**Task instructions**
What is the number of lines below that include the string "cracked"? Provide that number alone.

[Referring expression pointing data]
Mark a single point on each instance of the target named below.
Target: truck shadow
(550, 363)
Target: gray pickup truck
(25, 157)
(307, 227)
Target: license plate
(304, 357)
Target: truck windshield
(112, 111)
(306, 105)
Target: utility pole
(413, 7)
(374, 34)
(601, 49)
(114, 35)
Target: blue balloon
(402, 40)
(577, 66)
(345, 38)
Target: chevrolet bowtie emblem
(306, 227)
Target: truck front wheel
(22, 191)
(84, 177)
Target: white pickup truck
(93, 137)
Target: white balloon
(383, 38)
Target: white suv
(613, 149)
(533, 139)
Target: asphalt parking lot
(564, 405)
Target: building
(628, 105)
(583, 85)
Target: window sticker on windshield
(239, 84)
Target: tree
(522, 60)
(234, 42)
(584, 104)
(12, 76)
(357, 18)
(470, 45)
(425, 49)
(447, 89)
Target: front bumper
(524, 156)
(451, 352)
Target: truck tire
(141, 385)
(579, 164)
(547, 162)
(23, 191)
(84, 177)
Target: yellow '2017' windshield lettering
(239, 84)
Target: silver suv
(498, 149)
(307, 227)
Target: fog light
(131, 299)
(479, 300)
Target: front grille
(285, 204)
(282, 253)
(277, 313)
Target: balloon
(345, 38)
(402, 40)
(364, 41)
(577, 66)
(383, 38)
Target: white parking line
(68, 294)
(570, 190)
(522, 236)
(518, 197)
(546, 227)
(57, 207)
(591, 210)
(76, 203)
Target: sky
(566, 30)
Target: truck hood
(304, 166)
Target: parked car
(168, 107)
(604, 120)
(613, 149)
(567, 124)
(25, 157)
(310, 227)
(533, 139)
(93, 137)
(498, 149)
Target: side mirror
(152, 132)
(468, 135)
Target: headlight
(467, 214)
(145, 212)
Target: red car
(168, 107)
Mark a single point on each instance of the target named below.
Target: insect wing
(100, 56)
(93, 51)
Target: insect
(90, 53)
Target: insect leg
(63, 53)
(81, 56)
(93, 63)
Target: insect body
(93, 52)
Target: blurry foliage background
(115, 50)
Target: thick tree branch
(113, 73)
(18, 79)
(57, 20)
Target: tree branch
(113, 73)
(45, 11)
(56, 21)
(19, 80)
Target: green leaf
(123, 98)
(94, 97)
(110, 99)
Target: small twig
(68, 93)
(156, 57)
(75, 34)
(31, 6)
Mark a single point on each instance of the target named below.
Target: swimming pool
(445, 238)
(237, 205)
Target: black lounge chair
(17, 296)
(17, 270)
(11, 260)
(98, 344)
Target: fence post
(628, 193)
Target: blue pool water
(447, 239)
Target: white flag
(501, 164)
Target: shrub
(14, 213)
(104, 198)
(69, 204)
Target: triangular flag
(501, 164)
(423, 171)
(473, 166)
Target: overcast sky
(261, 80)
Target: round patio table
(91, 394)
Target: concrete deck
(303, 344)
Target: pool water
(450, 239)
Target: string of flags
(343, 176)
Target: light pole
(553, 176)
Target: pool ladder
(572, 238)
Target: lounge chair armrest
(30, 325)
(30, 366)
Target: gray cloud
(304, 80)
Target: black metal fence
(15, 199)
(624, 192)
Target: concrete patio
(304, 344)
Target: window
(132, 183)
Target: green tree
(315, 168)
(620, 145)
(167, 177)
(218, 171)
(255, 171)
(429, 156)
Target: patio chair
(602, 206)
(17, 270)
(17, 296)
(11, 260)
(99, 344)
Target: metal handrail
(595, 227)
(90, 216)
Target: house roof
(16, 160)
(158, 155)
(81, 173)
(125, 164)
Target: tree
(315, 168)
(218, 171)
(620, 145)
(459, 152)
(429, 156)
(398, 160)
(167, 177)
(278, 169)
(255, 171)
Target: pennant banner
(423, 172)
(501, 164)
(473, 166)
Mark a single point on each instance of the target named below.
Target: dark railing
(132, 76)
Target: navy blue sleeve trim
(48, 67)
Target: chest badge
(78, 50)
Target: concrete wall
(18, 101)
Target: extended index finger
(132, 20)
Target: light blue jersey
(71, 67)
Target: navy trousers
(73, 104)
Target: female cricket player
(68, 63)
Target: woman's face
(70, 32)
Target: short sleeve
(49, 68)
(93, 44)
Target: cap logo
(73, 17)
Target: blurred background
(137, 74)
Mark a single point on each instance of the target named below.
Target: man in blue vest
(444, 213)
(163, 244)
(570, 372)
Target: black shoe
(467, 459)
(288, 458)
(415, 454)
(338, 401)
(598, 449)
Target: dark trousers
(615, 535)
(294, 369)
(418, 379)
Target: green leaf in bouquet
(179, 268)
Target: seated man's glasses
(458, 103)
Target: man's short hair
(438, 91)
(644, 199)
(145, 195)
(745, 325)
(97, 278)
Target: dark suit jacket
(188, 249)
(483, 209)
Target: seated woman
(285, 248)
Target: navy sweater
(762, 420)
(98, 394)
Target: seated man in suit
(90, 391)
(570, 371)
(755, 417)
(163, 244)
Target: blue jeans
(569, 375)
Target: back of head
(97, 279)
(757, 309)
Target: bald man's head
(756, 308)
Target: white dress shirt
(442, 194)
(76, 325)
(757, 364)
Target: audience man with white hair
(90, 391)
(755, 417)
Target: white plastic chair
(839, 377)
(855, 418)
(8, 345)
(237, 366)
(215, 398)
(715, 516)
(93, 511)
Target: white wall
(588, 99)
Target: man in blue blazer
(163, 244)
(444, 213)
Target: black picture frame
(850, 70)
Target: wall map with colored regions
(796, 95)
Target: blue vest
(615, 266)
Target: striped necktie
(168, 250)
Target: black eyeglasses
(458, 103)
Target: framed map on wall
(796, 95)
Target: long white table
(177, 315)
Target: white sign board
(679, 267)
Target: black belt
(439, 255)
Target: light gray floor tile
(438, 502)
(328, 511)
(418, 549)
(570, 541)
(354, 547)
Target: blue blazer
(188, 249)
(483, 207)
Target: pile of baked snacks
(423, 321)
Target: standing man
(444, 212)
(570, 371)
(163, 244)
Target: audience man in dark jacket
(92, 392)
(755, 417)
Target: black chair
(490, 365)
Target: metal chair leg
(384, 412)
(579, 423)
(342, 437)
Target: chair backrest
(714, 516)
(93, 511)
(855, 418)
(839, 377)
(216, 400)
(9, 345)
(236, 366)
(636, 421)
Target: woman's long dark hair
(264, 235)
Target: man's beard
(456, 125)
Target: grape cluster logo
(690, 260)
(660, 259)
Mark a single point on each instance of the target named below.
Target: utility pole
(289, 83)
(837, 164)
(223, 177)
...
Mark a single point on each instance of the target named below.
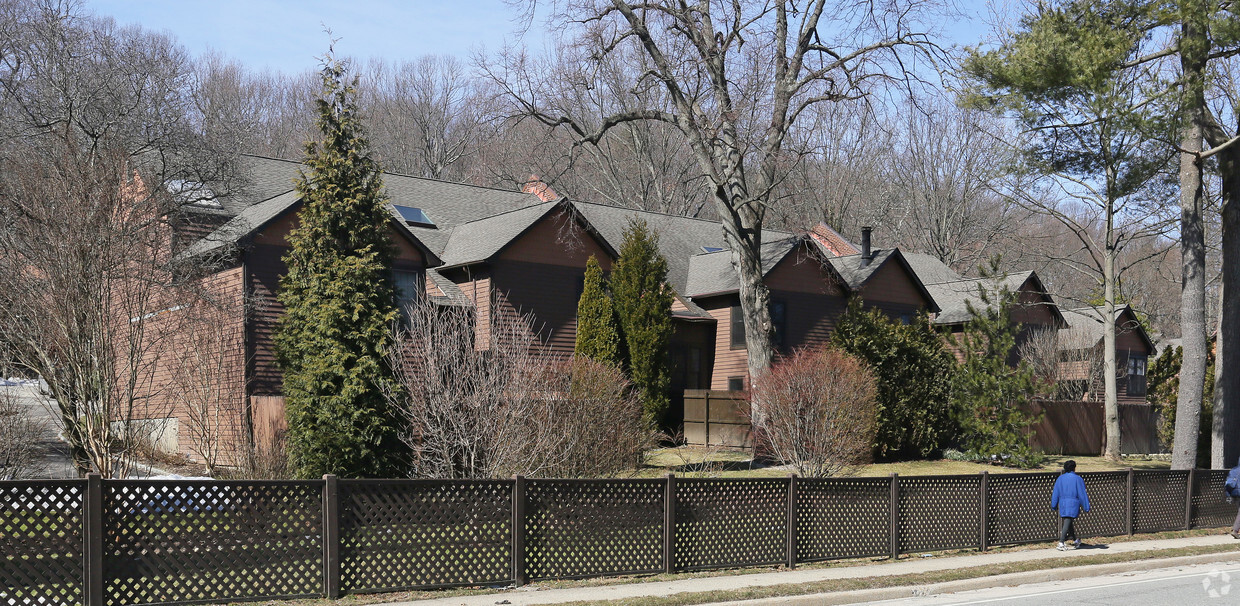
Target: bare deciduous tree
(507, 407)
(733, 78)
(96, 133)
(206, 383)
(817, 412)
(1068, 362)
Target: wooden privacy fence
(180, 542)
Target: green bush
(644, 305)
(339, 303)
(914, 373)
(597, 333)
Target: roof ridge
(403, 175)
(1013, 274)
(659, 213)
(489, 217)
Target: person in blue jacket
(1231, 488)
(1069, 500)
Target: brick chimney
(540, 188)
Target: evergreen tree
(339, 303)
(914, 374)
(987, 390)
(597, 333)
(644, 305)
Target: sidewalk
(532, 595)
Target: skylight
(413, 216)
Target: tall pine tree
...
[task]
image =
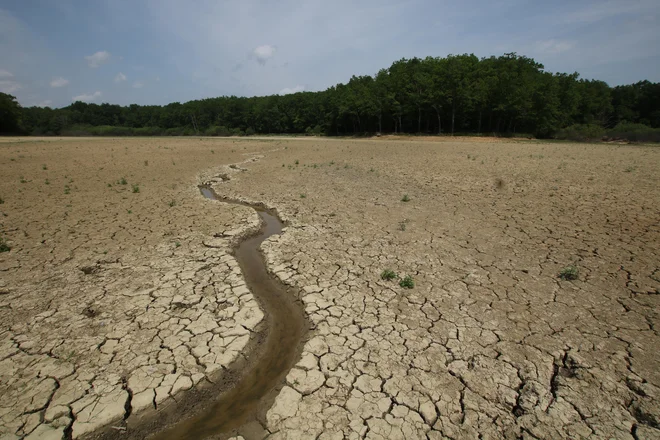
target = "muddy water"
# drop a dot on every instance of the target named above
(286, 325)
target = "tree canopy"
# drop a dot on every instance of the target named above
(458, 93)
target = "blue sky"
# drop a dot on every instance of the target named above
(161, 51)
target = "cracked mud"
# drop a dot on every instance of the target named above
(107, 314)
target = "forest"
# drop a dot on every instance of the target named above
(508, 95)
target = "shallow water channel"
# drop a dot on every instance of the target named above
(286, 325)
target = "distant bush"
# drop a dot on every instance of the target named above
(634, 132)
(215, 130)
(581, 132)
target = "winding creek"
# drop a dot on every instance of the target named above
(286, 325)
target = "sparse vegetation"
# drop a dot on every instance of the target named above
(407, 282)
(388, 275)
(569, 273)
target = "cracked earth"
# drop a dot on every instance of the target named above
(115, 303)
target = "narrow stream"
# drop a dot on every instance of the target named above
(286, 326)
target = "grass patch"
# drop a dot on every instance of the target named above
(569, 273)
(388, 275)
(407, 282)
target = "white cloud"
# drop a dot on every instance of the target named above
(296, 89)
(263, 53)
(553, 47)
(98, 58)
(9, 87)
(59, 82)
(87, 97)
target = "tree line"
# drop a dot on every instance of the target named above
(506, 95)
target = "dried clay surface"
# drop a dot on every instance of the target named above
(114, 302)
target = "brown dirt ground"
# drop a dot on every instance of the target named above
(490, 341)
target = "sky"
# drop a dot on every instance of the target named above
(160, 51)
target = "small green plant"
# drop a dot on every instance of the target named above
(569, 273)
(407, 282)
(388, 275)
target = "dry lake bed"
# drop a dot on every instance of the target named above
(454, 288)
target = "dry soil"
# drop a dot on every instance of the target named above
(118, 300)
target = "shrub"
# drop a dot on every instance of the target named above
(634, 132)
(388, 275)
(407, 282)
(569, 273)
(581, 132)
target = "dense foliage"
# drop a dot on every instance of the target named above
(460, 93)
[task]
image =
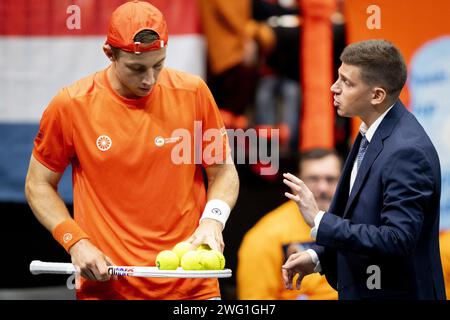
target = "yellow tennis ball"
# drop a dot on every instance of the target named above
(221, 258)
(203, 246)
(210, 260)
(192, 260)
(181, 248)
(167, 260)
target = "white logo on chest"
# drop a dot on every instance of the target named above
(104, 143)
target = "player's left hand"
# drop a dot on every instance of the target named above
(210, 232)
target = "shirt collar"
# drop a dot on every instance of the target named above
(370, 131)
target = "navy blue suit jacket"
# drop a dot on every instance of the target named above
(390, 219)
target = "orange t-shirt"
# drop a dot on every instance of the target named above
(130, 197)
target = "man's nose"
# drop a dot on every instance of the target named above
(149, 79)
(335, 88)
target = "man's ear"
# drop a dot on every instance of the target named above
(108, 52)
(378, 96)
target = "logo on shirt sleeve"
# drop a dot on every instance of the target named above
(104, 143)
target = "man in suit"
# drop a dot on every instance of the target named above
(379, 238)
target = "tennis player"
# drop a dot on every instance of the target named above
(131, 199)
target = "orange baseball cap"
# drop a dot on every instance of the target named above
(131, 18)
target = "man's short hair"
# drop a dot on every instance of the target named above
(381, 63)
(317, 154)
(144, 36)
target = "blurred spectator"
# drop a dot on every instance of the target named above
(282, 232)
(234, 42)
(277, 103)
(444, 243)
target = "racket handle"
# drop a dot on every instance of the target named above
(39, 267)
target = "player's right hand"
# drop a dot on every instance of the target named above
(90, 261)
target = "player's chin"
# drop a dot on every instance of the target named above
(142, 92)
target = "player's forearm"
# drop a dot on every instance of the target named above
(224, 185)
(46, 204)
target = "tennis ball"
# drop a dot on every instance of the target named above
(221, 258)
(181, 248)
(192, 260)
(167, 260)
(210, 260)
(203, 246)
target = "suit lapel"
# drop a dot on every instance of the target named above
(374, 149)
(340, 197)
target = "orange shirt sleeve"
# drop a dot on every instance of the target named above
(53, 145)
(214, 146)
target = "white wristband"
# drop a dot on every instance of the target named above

**Problem solution**
2